# [EXERCÍCIOS PROPOSTOS]
(1) No trecho sobre a leitura católica da Bíblia, em que século já ocorre o paralelismo entre Eva e Maria?
(2) Enumere todas as figuras humanas citadas pelo nome no trecho sobre a leitura católica da Bíblia.
(3) Reproduza a parte do trecho sobre a leitura católica da Bíblia que começa com as palavras contendo "Com efeito, a" e termina com "a pena de S.".

# [TRECHO DO DOCUMENTO]
--------------------------------
O Antigo
Testamento há de ser considerado à luz do Novo Testamento, e vice-versa, pois
constituem um só discurso de Deus aos homens. Acrescentamos que a Escritura
Sagrada como tal há de ser relida à luz da Palavra Viva que a antecede e a acompanha.
Com efeito, a Revelação de Deus aos homens foi feita primeiramente por via oral
e só posteriormente foi escrita. Por isto a leitura católica da Bíblia sempre
leva em consideração o entendimento que aos antigos intérpretes davam ao texto
sagrado.
Ora
o paralelismo entre Eva e Maria ocorre já no século II, sob a pena de S.
Justino (+ 165).
--------------------------------
# [MATERIAL SELECIONADO]
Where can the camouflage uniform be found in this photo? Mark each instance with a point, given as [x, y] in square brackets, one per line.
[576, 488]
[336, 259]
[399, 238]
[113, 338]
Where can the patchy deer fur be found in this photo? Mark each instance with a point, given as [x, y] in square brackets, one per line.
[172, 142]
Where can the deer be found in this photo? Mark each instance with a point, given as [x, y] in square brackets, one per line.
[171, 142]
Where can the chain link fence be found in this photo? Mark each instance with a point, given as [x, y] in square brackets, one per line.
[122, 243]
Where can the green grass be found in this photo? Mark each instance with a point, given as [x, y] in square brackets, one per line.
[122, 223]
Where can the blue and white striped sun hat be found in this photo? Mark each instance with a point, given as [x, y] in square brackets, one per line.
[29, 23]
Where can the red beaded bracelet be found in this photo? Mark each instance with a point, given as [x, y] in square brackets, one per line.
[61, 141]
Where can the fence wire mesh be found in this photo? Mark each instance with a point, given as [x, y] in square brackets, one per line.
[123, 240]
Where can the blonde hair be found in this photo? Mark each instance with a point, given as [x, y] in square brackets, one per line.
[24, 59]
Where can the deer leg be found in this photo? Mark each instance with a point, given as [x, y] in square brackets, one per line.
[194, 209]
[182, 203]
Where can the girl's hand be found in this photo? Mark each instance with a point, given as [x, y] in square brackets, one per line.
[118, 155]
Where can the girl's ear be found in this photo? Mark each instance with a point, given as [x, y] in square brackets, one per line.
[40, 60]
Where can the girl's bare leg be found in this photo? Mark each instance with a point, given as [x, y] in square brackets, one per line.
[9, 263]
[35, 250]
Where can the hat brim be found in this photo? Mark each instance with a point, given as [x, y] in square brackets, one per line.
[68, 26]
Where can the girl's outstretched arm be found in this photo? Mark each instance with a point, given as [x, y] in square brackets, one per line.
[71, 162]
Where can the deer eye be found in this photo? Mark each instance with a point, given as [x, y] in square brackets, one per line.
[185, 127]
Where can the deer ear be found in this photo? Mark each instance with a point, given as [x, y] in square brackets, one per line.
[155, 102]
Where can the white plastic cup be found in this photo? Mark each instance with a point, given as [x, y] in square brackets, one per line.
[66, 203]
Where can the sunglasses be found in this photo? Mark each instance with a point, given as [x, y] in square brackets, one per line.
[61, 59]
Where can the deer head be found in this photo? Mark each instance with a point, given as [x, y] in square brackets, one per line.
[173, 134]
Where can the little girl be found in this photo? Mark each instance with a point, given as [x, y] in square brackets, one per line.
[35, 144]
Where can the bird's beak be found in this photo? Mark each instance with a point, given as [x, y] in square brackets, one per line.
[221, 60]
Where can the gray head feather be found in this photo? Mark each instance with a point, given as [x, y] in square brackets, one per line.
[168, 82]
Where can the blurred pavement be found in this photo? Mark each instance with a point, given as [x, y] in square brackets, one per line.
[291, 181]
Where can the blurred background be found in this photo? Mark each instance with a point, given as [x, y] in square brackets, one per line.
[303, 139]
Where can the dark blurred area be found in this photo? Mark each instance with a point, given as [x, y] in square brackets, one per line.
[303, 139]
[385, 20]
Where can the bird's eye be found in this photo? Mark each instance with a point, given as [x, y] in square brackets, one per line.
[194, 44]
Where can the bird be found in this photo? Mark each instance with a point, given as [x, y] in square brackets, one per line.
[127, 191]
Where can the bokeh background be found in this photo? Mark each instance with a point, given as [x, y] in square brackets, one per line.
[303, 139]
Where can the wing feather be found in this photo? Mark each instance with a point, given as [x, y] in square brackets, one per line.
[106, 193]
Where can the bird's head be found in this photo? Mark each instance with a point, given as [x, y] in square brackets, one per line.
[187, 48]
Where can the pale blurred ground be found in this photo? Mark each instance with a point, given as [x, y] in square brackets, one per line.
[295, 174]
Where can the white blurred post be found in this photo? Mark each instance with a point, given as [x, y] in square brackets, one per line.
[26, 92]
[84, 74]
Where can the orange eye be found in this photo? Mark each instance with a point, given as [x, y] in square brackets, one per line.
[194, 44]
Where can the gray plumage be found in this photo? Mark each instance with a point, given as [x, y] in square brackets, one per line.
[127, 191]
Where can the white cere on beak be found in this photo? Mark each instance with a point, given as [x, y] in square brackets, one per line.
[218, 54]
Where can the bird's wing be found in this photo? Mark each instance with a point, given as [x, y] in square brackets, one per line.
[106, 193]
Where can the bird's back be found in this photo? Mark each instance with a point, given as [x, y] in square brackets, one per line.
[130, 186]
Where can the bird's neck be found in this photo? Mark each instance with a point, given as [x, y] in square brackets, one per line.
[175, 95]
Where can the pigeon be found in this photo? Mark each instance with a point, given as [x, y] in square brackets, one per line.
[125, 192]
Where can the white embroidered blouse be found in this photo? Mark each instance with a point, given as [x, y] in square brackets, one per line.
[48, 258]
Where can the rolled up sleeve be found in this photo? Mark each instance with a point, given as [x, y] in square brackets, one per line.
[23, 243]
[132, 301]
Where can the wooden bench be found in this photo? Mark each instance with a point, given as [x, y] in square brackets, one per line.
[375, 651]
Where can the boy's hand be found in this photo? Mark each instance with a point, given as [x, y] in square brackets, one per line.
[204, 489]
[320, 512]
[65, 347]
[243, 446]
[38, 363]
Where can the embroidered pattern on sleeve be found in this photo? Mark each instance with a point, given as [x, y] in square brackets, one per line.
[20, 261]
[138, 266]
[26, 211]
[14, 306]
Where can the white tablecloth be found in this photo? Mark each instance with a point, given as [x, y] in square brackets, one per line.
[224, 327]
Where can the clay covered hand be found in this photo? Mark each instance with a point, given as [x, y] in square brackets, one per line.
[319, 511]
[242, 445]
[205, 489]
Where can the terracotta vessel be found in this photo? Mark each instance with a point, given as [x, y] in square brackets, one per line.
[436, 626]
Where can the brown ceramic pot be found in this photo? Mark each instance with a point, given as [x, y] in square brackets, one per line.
--------------------------------
# [EXERCÍCIOS RESOLVIDOS]
(1) No século II, com S. Justino (+ 165).

(2) Eva, Maria e S. Justino.

(3)
Com efeito, a Revelação de Deus aos homens foi feita primeiramente por via oral
e só posteriormente foi escrita. Por isto a leitura católica da Bíblia sempre
leva em consideração o entendimento que aos antigos intérpretes davam ao texto
sagrado.
Ora
o paralelismo entre Eva e Maria ocorre já no século II, sob a pena de S.